**ACTIVITY:** Every entry that follows should be reproduced exactly.

**DATA FOR PROCESSING:**
━━━━━━━━━━

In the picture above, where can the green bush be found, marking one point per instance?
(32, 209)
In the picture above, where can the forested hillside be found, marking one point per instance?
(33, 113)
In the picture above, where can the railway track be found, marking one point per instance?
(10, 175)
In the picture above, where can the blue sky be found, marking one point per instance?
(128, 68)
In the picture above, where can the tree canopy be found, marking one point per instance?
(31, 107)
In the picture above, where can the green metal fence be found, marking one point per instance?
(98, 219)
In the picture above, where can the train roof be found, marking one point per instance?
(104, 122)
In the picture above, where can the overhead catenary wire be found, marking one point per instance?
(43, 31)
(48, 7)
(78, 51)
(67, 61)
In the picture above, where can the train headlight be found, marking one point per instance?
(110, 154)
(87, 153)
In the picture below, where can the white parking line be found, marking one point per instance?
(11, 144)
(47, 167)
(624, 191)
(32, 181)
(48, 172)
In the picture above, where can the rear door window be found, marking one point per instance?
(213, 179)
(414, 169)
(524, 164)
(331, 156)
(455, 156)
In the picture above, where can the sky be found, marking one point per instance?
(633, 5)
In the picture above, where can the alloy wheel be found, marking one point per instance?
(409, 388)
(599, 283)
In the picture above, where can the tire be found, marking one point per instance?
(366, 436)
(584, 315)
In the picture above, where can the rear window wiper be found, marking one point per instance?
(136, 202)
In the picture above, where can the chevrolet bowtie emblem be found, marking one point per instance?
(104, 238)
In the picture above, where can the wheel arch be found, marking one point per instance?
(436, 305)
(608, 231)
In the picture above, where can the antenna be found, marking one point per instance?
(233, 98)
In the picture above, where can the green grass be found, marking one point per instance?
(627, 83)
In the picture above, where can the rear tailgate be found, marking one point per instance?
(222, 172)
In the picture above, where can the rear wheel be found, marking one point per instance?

━━━━━━━━━━

**RESULT OF THE TASK:**
In the picture above, where can the green bush be found, marking one point per instance?
(32, 209)
In the picture above, where can the forested hillside be found, marking one point per instance?
(33, 113)
In the picture above, where can the railway track be found, marking one point per instance?
(10, 175)
In the picture above, where can the blue sky be found, marking one point per instance?
(128, 68)
In the picture above, where can the tree canopy be found, marking one point per instance?
(31, 107)
In the picture above, where can the green metal fence be found, marking one point per instance?
(98, 219)
In the picture above, where can the train roof be found, marking one point per instance?
(104, 122)
In the picture above, where can the overhead catenary wire be found, marking one point per instance?
(43, 31)
(48, 7)
(78, 51)
(67, 61)
In the picture above, where can the train headlight be found, marking one point per instance?
(110, 154)
(87, 153)
In the picture below, where can the white parking line be found, marking one point per instance?
(11, 144)
(47, 167)
(624, 191)
(32, 181)
(48, 172)
In the picture above, where can the rear door window be found, marking one point per instance?
(213, 179)
(414, 169)
(524, 164)
(331, 156)
(455, 156)
In the picture above, where can the sky be found, marking one point per instance?
(633, 5)
In the picture above, where can the alloy wheel be found, marking one point per instance?
(409, 388)
(599, 283)
In the picture above, where can the tire be found, marking one point per instance?
(366, 436)
(584, 315)
In the picture above, where can the rear window wiper be found, marking one point per instance?
(136, 202)
In the picture above, where can the chevrolet bowtie emblem be found, marking one point per instance?
(104, 238)
In the picture above, where can the wheel arch be found, marking one point per instance?
(436, 305)
(608, 231)
In the picture above, where can the antenna be found, marking one point per instance?
(233, 98)
In the picture above, where can the green grass be found, marking one point per instance?
(627, 83)
In the picture above, where can the rear tailgate be found, marking one point per instance?
(222, 172)
In the picture above, where can the rear wheel be found, marking one point per instance?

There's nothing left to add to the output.